EXERCISE DESCRIPTION: Can you convert the lines between the one holding "Expected: one dot placed on each instance of the storefront" and the one holding "point(49, 98)", inclusive, into a numbered list with blank lines left out?

** START OF MATERIAL SUPPLIED **

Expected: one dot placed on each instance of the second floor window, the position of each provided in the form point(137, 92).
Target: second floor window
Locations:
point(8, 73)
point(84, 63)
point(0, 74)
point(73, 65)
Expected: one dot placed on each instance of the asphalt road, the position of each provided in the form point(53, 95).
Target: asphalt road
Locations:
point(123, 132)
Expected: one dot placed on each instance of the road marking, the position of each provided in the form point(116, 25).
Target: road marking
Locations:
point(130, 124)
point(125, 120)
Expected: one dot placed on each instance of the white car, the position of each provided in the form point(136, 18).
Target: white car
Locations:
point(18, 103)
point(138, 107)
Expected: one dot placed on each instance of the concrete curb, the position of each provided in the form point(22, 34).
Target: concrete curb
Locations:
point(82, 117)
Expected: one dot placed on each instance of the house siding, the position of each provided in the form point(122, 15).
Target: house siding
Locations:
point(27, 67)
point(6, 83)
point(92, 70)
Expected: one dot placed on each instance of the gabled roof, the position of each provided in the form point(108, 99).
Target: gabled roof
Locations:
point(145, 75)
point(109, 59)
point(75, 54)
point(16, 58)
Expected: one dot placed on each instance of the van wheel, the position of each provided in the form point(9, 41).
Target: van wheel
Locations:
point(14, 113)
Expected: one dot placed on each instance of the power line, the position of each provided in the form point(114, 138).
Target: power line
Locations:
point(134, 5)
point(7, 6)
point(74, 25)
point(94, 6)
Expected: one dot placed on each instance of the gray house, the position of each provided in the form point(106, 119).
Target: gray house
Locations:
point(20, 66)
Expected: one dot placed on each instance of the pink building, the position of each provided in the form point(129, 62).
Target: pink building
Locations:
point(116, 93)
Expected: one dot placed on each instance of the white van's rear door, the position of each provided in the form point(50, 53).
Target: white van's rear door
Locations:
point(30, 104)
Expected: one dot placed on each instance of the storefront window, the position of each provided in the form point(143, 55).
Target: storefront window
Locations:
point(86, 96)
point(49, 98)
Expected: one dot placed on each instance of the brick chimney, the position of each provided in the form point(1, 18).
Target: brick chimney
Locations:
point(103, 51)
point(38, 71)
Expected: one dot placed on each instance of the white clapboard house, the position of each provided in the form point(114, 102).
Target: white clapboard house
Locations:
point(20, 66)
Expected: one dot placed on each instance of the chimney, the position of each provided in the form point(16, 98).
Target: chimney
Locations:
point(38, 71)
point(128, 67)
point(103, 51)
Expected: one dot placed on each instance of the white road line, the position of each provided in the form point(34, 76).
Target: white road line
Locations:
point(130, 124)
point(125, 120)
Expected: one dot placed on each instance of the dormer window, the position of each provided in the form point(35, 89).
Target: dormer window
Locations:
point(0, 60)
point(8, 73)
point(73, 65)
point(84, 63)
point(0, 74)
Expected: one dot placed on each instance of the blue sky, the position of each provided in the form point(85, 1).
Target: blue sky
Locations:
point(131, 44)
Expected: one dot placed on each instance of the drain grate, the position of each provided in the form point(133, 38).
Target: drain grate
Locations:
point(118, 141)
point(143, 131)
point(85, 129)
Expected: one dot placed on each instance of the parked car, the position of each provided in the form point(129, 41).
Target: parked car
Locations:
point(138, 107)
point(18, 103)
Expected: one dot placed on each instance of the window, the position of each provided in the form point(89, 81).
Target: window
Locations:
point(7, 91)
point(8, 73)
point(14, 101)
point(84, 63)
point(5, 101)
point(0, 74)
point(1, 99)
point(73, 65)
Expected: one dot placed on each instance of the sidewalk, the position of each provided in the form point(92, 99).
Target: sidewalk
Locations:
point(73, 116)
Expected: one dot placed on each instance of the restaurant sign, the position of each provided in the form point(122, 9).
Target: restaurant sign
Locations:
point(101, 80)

** END OF MATERIAL SUPPLIED **

SOLVED EXERCISE:
1. Expected: one dot placed on each instance of the storefront window, the position of each provided in the form point(143, 55).
2. Target: storefront window
3. Locations:
4. point(86, 96)
5. point(49, 98)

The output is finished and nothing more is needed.